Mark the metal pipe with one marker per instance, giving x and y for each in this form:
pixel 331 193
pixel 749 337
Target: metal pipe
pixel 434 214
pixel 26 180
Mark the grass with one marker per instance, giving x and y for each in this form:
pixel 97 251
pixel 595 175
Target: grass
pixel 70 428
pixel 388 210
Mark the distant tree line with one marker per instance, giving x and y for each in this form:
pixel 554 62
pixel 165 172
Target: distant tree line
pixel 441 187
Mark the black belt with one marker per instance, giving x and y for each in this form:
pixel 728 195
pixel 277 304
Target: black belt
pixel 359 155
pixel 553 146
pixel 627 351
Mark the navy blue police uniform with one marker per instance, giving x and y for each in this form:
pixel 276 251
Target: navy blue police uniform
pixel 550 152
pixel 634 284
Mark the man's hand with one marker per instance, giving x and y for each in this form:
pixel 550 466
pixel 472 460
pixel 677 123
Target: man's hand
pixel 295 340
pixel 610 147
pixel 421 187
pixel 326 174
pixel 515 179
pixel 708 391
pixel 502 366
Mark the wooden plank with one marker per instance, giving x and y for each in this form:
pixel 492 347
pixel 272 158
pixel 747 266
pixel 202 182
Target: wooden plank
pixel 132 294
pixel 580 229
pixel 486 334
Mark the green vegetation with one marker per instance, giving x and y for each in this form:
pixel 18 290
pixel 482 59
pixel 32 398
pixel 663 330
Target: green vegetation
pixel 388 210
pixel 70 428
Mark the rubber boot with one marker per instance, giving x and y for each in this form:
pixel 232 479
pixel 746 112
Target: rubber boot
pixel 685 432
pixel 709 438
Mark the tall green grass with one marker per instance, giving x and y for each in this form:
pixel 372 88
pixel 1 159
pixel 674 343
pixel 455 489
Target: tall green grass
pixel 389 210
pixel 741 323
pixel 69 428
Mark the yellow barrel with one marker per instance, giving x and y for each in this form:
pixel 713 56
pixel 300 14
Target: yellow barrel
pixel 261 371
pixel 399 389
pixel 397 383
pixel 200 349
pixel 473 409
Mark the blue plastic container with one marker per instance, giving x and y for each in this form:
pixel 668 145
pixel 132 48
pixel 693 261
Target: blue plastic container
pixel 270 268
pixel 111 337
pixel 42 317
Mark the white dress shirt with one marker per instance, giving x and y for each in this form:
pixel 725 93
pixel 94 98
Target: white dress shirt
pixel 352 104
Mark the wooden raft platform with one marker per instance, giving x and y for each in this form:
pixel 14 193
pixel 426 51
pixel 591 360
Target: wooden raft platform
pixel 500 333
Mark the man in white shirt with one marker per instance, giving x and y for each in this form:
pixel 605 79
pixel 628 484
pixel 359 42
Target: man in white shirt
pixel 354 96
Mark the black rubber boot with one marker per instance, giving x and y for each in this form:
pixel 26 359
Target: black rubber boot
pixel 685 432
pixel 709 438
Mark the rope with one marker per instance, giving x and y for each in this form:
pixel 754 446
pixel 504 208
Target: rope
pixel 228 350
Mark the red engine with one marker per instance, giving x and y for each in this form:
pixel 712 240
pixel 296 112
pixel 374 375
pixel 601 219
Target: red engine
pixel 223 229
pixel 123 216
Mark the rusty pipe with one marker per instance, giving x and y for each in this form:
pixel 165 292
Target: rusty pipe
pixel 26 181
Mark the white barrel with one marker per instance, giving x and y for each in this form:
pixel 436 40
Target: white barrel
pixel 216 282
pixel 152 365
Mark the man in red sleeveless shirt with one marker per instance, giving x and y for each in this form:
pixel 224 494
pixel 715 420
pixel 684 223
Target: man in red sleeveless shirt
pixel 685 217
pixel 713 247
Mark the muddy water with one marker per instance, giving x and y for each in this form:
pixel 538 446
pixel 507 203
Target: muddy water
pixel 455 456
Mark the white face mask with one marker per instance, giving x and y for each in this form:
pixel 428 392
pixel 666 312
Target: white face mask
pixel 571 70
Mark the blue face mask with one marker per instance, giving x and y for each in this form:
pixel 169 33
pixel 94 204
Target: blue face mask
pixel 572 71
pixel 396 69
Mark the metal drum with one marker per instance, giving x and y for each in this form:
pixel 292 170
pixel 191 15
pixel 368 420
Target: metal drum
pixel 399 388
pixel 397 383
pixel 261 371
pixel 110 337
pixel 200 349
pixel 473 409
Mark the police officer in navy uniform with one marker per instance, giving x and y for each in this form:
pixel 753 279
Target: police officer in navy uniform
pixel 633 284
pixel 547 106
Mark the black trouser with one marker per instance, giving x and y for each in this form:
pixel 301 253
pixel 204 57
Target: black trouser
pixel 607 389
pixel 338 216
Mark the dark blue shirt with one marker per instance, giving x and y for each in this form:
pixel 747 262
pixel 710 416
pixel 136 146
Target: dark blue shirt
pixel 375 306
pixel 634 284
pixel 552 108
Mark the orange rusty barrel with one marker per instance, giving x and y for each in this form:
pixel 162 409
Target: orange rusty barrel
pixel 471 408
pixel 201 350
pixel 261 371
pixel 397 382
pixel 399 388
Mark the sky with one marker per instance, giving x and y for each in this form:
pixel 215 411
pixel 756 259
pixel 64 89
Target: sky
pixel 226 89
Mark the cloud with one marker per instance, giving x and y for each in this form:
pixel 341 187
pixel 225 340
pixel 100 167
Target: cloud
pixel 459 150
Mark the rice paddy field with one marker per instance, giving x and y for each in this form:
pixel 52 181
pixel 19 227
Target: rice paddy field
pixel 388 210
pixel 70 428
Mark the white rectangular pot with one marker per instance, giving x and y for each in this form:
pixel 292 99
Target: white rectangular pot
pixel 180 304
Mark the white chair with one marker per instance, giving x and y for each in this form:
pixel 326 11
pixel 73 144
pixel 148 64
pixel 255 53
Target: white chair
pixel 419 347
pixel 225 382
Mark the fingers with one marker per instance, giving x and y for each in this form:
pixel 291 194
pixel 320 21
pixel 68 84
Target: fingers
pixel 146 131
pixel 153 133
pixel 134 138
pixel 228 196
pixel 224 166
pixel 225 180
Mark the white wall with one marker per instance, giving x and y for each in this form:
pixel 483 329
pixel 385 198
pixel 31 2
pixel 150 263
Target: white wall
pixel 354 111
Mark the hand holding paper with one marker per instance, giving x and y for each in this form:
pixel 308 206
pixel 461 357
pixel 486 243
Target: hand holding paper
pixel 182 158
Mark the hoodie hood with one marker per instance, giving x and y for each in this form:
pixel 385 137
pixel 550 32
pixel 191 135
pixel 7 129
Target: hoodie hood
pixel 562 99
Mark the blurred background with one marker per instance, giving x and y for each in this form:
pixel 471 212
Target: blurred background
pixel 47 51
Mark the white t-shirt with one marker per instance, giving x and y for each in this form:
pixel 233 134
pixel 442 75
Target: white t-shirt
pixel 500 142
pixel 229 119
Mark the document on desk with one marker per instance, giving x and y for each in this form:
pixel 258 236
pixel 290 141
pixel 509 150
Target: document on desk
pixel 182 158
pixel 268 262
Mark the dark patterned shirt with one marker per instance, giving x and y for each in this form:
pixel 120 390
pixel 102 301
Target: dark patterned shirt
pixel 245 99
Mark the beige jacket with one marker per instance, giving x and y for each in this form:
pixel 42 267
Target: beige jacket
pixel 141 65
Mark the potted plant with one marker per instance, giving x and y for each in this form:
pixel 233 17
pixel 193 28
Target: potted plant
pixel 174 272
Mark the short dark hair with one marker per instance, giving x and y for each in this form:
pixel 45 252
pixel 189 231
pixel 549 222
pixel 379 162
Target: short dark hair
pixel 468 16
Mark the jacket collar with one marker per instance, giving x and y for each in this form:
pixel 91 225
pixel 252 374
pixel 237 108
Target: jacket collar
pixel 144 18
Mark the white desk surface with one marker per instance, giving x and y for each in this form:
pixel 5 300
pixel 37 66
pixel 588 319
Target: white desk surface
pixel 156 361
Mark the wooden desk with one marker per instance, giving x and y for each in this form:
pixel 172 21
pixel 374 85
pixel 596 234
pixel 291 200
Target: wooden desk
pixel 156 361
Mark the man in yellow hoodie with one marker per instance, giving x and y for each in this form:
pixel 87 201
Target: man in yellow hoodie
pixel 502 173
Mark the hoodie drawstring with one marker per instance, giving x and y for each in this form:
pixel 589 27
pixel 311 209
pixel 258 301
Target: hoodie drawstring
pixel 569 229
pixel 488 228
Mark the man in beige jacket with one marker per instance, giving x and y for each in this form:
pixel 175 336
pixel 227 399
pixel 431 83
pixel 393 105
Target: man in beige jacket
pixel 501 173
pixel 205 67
────────────────
Copy the records from the very first line through the line containing "pixel 26 180", both included, without changing anything.

▶ RESULT OF THE TASK:
Mark the metal pipe with one marker per instance, giving x and y for each in this form:
pixel 331 193
pixel 749 337
Target: metal pipe
pixel 434 214
pixel 26 180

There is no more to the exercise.